## Work required
Copy out every line of the entries below exactly, with nothing left out or changed.

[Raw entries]
^^^^

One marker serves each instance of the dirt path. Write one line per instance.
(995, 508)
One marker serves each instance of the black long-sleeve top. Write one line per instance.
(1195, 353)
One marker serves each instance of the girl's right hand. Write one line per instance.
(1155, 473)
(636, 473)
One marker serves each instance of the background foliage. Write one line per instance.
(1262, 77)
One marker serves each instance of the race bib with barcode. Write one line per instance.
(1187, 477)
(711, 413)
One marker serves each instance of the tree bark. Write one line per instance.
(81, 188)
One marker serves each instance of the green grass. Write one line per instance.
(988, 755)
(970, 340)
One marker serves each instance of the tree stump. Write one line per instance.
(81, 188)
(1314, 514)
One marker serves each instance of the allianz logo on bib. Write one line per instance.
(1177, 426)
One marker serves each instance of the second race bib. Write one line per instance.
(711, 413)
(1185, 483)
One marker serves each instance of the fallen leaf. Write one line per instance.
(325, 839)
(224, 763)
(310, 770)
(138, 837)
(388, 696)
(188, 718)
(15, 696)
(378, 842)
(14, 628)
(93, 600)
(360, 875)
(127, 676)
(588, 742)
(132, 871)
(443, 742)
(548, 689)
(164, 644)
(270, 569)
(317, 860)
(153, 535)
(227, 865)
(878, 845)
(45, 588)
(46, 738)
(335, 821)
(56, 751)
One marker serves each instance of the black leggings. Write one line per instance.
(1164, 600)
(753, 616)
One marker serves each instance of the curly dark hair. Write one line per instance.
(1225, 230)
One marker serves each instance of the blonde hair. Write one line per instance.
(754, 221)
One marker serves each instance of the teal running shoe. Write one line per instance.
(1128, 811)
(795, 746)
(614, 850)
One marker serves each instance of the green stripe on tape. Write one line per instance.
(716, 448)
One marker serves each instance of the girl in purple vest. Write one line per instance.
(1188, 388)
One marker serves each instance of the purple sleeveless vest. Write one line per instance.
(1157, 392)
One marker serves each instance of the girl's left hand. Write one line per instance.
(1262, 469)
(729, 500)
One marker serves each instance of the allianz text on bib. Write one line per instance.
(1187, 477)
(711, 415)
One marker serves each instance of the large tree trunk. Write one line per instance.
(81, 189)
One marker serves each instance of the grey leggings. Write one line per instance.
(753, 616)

^^^^

## Full response
One marker serves each instance of the dirt path. Write one line per instance.
(995, 508)
One marker serves each instance of the black long-sleeve top. Write one line per instance.
(1195, 353)
One marker serves each instance of the girl's right hand. Write one line per instance.
(1155, 473)
(636, 473)
One marker serves each instance of the background foliage. Write one line per instance.
(1262, 77)
One marker serves each instance of the race bib with barcode. Write one line per instance.
(1187, 477)
(711, 413)
One marker serves each instance of the tree bark. Write one line per instance.
(81, 188)
One marker serves each instance of the green grass. Write one line per instance.
(988, 755)
(970, 340)
One marker serves each instance of the tree stump. Write one line per instance.
(81, 188)
(1314, 514)
One marker serves each instance of the allianz logo on bib. Write one line per instance.
(1177, 426)
One marker serves each instance of the second race bib. Write one line per instance.
(711, 413)
(1185, 483)
One marker serves each instance of the fallen leaf. Write one line per instance.
(325, 839)
(224, 763)
(310, 770)
(138, 837)
(388, 696)
(188, 718)
(15, 696)
(378, 842)
(14, 628)
(93, 600)
(360, 875)
(127, 676)
(588, 742)
(132, 871)
(443, 742)
(548, 689)
(164, 644)
(270, 569)
(317, 860)
(153, 535)
(227, 865)
(878, 845)
(45, 588)
(46, 738)
(335, 821)
(56, 751)
One marker serves each instance of the black leggings. Write one line per instance.
(1164, 600)
(753, 616)
One marker serves each instance of the curly dark hair. Write one line per instance.
(1225, 230)
One marker serves each instance of the blonde hair. Write one line per instance.
(754, 221)
One marker serves each instance of the teal running shoe. Write one line per instance.
(1128, 811)
(795, 746)
(614, 850)
One marker serves each instance of the green stripe on tape. Write one line per instance.
(716, 448)
One marker serves each instance of the girl in purple vest. Write one line per instance.
(1188, 388)
One marker serves each instance of the purple sleeveless vest. Write one line per instance.
(1157, 392)
One marker serves each instance of the girl's left hand. Write one line per instance.
(1262, 469)
(729, 500)
One marker serves each instance of the allianz text on bib. Write one line per instance.
(1187, 477)
(711, 415)
One marker serves each instance of the large tree trunk. Write one line per instance.
(81, 189)
One marker serves each instance of the grey leggings. Write one line per instance.
(753, 616)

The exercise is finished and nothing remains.